Passage.
--------

Reading: Hartmut Lutz — The Diary of Abraham Ulrikab

In late-1880, ethnologist Adrian Jacobsen bought two Inuit families from Labrador to be exhibited in zoos in Berlin and around Europe. By mid-January 1881, all eight were dead from smallpox, which they had not been vaccinated against. Hartmut Lutz’ translation and editing of The Diary of Abraham Ulrikab, along with art and forward by Alooktook Ipelle and photos by Hans-Ludwig Blohm is an unusual turn in my reading, one which I wouldn’t be making were I not working with puppet theatre group Das Helmi on their project for the Dahlem Museum on Adrian Jacobsen.

--------

Recorded data.

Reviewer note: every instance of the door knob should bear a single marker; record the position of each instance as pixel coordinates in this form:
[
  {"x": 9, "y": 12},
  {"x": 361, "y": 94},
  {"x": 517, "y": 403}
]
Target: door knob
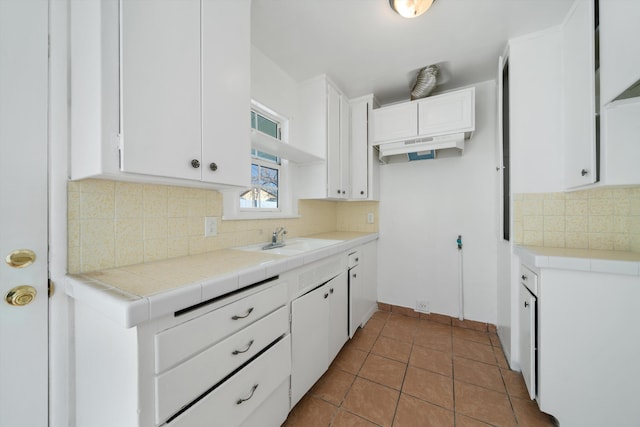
[
  {"x": 20, "y": 258},
  {"x": 20, "y": 295}
]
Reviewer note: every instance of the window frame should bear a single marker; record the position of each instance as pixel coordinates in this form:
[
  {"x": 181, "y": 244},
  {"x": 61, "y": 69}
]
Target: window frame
[{"x": 286, "y": 206}]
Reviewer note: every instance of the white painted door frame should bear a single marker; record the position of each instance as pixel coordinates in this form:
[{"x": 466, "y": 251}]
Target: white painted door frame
[{"x": 24, "y": 210}]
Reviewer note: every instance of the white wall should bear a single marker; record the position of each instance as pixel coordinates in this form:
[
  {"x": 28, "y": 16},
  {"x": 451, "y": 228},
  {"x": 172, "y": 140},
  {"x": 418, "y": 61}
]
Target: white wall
[
  {"x": 271, "y": 86},
  {"x": 424, "y": 206}
]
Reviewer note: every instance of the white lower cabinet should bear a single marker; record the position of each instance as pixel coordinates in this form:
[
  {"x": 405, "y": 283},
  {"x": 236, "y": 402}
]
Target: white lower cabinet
[
  {"x": 239, "y": 360},
  {"x": 215, "y": 364},
  {"x": 587, "y": 324},
  {"x": 236, "y": 399},
  {"x": 319, "y": 329}
]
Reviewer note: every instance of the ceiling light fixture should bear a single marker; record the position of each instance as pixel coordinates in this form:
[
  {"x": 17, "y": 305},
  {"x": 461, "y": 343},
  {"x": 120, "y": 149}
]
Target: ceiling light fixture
[{"x": 410, "y": 8}]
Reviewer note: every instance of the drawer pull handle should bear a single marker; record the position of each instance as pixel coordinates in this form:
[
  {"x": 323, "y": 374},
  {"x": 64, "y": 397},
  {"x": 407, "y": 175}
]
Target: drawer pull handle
[
  {"x": 236, "y": 317},
  {"x": 253, "y": 390},
  {"x": 236, "y": 352}
]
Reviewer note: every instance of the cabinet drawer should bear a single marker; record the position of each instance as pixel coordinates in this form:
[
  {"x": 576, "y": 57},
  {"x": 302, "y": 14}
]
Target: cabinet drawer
[
  {"x": 530, "y": 279},
  {"x": 182, "y": 384},
  {"x": 236, "y": 399},
  {"x": 180, "y": 342},
  {"x": 354, "y": 259}
]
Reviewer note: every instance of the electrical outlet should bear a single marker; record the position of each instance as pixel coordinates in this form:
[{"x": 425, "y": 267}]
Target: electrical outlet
[
  {"x": 370, "y": 218},
  {"x": 210, "y": 226},
  {"x": 422, "y": 306}
]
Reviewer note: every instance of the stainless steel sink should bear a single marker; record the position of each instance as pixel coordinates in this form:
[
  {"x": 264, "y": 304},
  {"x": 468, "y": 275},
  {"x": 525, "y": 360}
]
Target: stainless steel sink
[{"x": 295, "y": 246}]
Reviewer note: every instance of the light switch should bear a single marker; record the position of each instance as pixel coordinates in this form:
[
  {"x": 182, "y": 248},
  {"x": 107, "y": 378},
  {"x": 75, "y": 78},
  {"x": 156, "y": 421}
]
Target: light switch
[
  {"x": 210, "y": 226},
  {"x": 370, "y": 218}
]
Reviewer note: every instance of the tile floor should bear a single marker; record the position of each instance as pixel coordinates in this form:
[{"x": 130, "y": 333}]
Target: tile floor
[{"x": 404, "y": 371}]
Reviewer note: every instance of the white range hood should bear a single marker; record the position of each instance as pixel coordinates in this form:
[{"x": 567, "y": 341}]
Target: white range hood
[
  {"x": 434, "y": 123},
  {"x": 421, "y": 145}
]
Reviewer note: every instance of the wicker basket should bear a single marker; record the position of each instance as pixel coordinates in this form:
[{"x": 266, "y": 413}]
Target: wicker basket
[{"x": 425, "y": 82}]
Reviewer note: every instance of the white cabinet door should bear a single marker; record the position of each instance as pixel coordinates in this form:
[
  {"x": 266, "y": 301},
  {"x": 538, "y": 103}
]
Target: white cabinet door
[
  {"x": 527, "y": 309},
  {"x": 395, "y": 122},
  {"x": 359, "y": 155},
  {"x": 334, "y": 135},
  {"x": 226, "y": 99},
  {"x": 619, "y": 59},
  {"x": 345, "y": 147},
  {"x": 447, "y": 113},
  {"x": 356, "y": 305},
  {"x": 309, "y": 338},
  {"x": 338, "y": 314},
  {"x": 620, "y": 150},
  {"x": 579, "y": 96},
  {"x": 160, "y": 79}
]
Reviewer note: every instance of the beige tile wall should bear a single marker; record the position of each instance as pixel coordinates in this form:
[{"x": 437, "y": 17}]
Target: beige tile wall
[
  {"x": 602, "y": 218},
  {"x": 112, "y": 224}
]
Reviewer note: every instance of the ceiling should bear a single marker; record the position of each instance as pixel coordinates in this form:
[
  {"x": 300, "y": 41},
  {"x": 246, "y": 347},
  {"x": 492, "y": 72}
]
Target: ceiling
[{"x": 365, "y": 47}]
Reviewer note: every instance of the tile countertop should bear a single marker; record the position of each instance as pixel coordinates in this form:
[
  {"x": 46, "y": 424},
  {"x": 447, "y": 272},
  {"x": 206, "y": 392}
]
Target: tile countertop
[
  {"x": 597, "y": 261},
  {"x": 136, "y": 293}
]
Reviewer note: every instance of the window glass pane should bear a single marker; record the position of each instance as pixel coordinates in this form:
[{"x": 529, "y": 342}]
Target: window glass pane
[
  {"x": 268, "y": 157},
  {"x": 264, "y": 193},
  {"x": 269, "y": 178},
  {"x": 267, "y": 126},
  {"x": 255, "y": 170}
]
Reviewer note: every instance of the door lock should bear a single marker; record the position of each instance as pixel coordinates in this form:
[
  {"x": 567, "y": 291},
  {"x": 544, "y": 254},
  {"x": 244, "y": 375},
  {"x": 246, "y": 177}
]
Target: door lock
[{"x": 20, "y": 295}]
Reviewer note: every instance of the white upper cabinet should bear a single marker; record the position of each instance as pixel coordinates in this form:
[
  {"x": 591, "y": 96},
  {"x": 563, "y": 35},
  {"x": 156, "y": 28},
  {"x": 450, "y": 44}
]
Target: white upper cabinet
[
  {"x": 160, "y": 48},
  {"x": 362, "y": 161},
  {"x": 437, "y": 115},
  {"x": 619, "y": 35},
  {"x": 451, "y": 112},
  {"x": 226, "y": 91},
  {"x": 395, "y": 122},
  {"x": 161, "y": 93},
  {"x": 620, "y": 150},
  {"x": 579, "y": 93},
  {"x": 323, "y": 131}
]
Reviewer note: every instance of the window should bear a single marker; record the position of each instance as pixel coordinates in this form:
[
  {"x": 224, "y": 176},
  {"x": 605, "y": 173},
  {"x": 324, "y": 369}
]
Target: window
[{"x": 265, "y": 169}]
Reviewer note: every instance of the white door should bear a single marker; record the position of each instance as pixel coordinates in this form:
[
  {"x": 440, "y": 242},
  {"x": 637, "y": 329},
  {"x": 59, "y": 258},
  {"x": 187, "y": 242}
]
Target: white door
[
  {"x": 309, "y": 338},
  {"x": 23, "y": 212},
  {"x": 527, "y": 313},
  {"x": 338, "y": 314}
]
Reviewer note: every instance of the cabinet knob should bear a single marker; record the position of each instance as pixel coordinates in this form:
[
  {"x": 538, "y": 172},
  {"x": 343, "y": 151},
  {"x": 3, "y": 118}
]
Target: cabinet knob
[
  {"x": 253, "y": 390},
  {"x": 238, "y": 317},
  {"x": 236, "y": 352}
]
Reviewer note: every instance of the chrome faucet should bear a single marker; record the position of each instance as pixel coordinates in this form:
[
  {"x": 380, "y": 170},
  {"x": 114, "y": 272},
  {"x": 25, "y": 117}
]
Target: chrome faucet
[{"x": 277, "y": 238}]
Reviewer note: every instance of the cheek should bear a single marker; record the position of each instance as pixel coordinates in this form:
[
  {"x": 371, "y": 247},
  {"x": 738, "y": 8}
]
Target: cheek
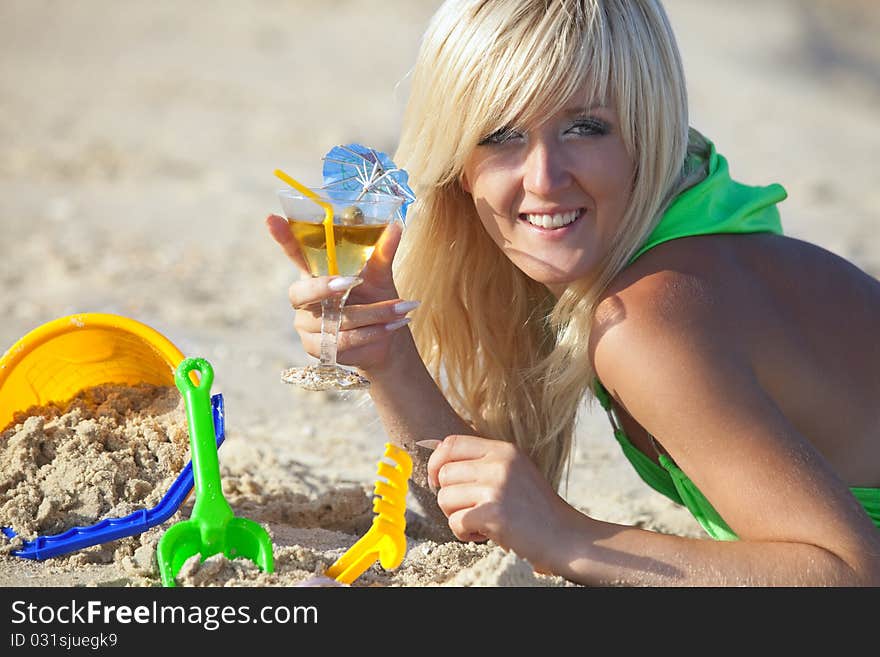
[{"x": 609, "y": 180}]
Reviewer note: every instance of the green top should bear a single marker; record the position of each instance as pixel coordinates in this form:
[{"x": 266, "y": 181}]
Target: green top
[{"x": 716, "y": 205}]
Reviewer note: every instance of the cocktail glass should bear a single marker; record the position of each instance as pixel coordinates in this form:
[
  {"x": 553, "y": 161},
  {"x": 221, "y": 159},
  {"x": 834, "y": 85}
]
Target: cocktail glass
[{"x": 359, "y": 219}]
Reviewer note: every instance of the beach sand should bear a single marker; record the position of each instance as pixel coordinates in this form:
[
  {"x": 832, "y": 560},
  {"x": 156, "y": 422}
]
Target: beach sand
[{"x": 137, "y": 147}]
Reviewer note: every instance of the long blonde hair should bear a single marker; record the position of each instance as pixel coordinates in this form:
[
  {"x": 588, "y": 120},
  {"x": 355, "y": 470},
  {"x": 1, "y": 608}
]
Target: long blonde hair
[{"x": 512, "y": 359}]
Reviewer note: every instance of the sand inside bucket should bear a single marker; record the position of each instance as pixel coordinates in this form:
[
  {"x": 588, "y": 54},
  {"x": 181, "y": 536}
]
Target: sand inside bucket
[{"x": 109, "y": 451}]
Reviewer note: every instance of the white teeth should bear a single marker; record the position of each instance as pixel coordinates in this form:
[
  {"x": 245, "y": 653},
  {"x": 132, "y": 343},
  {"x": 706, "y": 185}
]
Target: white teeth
[{"x": 552, "y": 220}]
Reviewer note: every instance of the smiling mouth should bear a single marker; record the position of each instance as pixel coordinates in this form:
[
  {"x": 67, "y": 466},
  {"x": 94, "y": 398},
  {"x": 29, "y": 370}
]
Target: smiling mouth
[{"x": 553, "y": 221}]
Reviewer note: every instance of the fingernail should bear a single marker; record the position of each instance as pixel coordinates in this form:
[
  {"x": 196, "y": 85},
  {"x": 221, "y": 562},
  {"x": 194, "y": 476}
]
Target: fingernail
[
  {"x": 344, "y": 283},
  {"x": 400, "y": 323},
  {"x": 405, "y": 306}
]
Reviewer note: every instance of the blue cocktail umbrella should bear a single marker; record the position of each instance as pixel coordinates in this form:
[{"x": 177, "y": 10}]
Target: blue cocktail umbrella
[{"x": 354, "y": 167}]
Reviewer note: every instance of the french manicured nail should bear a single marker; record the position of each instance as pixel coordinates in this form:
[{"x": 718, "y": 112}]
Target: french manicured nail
[
  {"x": 400, "y": 323},
  {"x": 344, "y": 283},
  {"x": 405, "y": 306}
]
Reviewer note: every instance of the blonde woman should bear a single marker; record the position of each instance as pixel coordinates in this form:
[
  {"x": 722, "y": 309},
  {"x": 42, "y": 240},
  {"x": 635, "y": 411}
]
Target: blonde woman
[{"x": 574, "y": 236}]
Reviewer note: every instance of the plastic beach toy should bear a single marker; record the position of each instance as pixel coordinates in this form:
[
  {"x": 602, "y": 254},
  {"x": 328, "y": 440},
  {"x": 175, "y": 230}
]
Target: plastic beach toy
[
  {"x": 212, "y": 528},
  {"x": 58, "y": 359},
  {"x": 385, "y": 540},
  {"x": 110, "y": 529}
]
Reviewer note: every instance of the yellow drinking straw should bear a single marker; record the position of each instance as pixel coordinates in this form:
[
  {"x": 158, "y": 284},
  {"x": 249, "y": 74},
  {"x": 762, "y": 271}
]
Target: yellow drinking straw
[{"x": 332, "y": 267}]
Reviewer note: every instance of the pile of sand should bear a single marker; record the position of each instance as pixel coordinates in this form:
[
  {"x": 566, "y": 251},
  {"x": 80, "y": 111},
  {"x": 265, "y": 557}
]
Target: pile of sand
[{"x": 114, "y": 449}]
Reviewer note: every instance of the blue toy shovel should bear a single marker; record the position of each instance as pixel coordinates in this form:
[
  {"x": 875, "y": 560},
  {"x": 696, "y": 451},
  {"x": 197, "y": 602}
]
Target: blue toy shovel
[{"x": 212, "y": 528}]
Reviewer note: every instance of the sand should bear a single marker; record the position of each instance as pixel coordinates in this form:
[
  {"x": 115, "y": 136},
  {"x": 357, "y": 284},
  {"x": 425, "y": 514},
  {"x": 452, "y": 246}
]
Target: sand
[{"x": 137, "y": 146}]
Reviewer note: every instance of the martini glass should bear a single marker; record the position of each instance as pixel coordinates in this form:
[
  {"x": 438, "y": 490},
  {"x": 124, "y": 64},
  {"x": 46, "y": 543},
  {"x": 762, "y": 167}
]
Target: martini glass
[{"x": 358, "y": 221}]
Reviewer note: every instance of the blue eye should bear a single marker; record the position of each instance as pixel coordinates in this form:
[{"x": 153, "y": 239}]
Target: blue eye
[
  {"x": 588, "y": 127},
  {"x": 500, "y": 136}
]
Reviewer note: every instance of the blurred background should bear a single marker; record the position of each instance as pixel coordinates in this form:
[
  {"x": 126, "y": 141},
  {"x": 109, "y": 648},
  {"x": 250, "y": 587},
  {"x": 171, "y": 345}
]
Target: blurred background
[{"x": 138, "y": 141}]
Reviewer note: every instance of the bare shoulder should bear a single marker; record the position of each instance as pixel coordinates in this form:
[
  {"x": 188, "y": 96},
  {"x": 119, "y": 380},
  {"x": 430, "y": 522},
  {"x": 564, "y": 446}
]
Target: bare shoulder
[{"x": 678, "y": 294}]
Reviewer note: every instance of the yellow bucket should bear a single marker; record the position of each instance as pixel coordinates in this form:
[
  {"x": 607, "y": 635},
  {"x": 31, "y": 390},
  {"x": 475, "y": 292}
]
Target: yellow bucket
[{"x": 58, "y": 359}]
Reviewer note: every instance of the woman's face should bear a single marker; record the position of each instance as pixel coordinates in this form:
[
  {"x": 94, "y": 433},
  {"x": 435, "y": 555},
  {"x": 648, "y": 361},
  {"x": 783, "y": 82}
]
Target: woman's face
[{"x": 553, "y": 196}]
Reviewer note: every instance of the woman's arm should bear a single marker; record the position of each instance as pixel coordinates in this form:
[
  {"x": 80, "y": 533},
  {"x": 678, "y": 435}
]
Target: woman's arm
[
  {"x": 673, "y": 361},
  {"x": 680, "y": 366}
]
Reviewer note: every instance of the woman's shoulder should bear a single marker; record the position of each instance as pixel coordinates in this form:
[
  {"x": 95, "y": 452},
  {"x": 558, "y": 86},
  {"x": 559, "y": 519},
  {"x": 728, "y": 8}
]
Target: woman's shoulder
[{"x": 688, "y": 294}]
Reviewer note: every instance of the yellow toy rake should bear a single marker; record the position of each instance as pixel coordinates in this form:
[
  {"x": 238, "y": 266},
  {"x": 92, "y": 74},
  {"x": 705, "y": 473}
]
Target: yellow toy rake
[{"x": 385, "y": 540}]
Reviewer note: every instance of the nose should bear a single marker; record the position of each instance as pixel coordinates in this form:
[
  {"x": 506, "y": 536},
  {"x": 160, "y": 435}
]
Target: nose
[{"x": 545, "y": 168}]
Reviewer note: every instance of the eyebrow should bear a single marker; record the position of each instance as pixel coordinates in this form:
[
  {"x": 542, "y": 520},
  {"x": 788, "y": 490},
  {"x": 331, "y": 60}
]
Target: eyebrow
[{"x": 581, "y": 110}]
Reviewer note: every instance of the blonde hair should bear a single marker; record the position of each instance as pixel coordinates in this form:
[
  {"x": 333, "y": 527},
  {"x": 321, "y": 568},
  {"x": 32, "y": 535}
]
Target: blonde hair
[{"x": 511, "y": 359}]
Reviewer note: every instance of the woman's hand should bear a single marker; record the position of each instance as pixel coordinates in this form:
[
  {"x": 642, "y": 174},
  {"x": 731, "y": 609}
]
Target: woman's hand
[
  {"x": 489, "y": 489},
  {"x": 373, "y": 311}
]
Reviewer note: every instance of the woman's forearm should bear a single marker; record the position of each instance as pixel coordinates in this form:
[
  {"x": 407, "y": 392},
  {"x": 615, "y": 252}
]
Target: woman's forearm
[
  {"x": 606, "y": 554},
  {"x": 412, "y": 408}
]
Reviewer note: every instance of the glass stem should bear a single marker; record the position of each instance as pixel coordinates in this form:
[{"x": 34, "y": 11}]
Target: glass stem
[{"x": 331, "y": 318}]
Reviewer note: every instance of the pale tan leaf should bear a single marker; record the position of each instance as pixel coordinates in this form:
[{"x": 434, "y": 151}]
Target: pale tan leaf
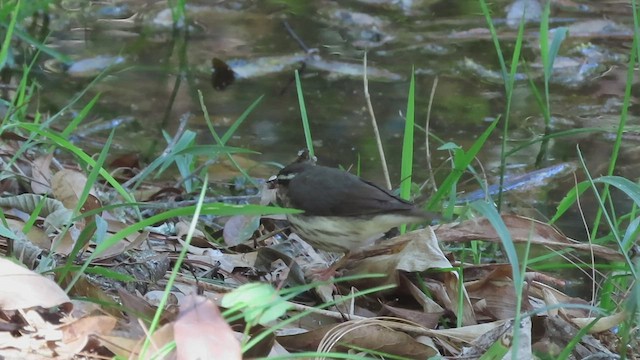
[
  {"x": 67, "y": 186},
  {"x": 239, "y": 229},
  {"x": 122, "y": 347},
  {"x": 22, "y": 288},
  {"x": 602, "y": 324},
  {"x": 523, "y": 230},
  {"x": 35, "y": 235},
  {"x": 160, "y": 338},
  {"x": 76, "y": 334},
  {"x": 201, "y": 332}
]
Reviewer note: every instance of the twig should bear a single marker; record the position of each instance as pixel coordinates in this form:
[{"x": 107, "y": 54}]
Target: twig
[
  {"x": 374, "y": 123},
  {"x": 426, "y": 140},
  {"x": 296, "y": 37}
]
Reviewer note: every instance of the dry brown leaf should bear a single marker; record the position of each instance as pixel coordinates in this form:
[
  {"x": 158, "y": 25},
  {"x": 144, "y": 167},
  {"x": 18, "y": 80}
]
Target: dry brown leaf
[
  {"x": 419, "y": 252},
  {"x": 23, "y": 288},
  {"x": 41, "y": 174},
  {"x": 201, "y": 332},
  {"x": 67, "y": 186},
  {"x": 160, "y": 338},
  {"x": 122, "y": 347},
  {"x": 602, "y": 324},
  {"x": 224, "y": 169},
  {"x": 523, "y": 230},
  {"x": 36, "y": 235},
  {"x": 368, "y": 334},
  {"x": 239, "y": 229},
  {"x": 64, "y": 241}
]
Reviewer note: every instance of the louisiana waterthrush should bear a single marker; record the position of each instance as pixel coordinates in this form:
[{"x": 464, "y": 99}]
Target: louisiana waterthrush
[{"x": 342, "y": 212}]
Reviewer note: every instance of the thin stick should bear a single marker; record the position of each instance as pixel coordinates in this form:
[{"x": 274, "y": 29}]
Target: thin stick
[
  {"x": 426, "y": 140},
  {"x": 374, "y": 123},
  {"x": 182, "y": 126}
]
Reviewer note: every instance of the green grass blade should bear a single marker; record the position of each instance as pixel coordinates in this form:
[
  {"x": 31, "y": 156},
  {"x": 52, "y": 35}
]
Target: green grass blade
[
  {"x": 6, "y": 44},
  {"x": 303, "y": 115}
]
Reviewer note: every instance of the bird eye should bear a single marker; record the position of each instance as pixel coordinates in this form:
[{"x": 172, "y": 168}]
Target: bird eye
[{"x": 285, "y": 176}]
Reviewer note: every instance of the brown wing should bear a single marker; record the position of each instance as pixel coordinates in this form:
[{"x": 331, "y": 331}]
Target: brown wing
[{"x": 327, "y": 191}]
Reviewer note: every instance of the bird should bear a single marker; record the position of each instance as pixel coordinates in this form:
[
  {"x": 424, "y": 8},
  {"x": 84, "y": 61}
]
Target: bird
[{"x": 341, "y": 211}]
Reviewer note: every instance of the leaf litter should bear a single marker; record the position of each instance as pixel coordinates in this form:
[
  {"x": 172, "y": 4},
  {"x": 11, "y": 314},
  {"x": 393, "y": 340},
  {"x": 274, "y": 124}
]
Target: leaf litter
[{"x": 251, "y": 291}]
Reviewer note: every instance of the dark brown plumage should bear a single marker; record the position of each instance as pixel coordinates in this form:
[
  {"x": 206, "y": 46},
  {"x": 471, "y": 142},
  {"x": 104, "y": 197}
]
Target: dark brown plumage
[{"x": 342, "y": 212}]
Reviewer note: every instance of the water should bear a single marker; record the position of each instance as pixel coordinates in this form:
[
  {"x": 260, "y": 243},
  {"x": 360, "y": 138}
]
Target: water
[{"x": 159, "y": 73}]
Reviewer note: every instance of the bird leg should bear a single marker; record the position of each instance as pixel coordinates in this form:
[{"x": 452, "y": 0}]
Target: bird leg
[{"x": 331, "y": 271}]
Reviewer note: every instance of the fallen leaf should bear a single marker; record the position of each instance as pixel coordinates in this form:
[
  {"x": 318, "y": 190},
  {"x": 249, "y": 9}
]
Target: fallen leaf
[{"x": 23, "y": 288}]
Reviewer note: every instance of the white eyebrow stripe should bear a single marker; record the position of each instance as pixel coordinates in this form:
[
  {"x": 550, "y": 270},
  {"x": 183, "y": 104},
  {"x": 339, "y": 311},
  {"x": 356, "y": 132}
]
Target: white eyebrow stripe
[{"x": 286, "y": 176}]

--------

Activity 1.
Change "smallpox" to "measles" in the passage about the Ulrikab diary, and give back that passage from "Reading: Hartmut Lutz" up to and including "on Adrian Jacobsen.".
Activity 2.
Extend the reading note on The Diary of Abraham Ulrikab, picking up after its final sentence.

Output 1.
Reading: Hartmut Lutz — The Diary of Abraham Ulrikab

In late-1880, ethnologist Adrian Jacobsen bought two Inuit families from Labrador to be exhibited in zoos in Berlin and around Europe. By mid-January 1881, all eight were dead from measles, which they had not been vaccinated against. Hartmut Lutz’ translation and editing of The Diary of Abraham Ulrikab, along with art and forward by Alooktook Ipelle and photos by Hans-Ludwig Blohm is an unusual turn in my reading, one which I wouldn’t be making were I not working with puppet theatre group Das Helmi on their project for the Dahlem Museum on Adrian Jacobsen.

Output 2.
Reading about Jacobsen is educational, though I wouldn’t say enjoyable. He, like the majority of Europeans of that colonial and imperial epoch were convinced of their racial superiority, engaged in establishing colonial domination through a variety of means, from actual land grabs and genocide to de facto claims by returning with artefacts for the newly-established national museums, and by today’s standards is a difficult to reconcile with as Wagner. This book, the diary of one of the unfortunate victims of the journey, is not what we’re covering in the project, which focusses on his north-west coast of Canada and Alaskan journey. It is though crucial to understanding Jacobsen, the culture he lived and worked in, and the economic and social reasons why families from one continent would uproot themselves to be looked at like animals in a zoo and be eager to do so. It’s also very sad reading of the country I was born in.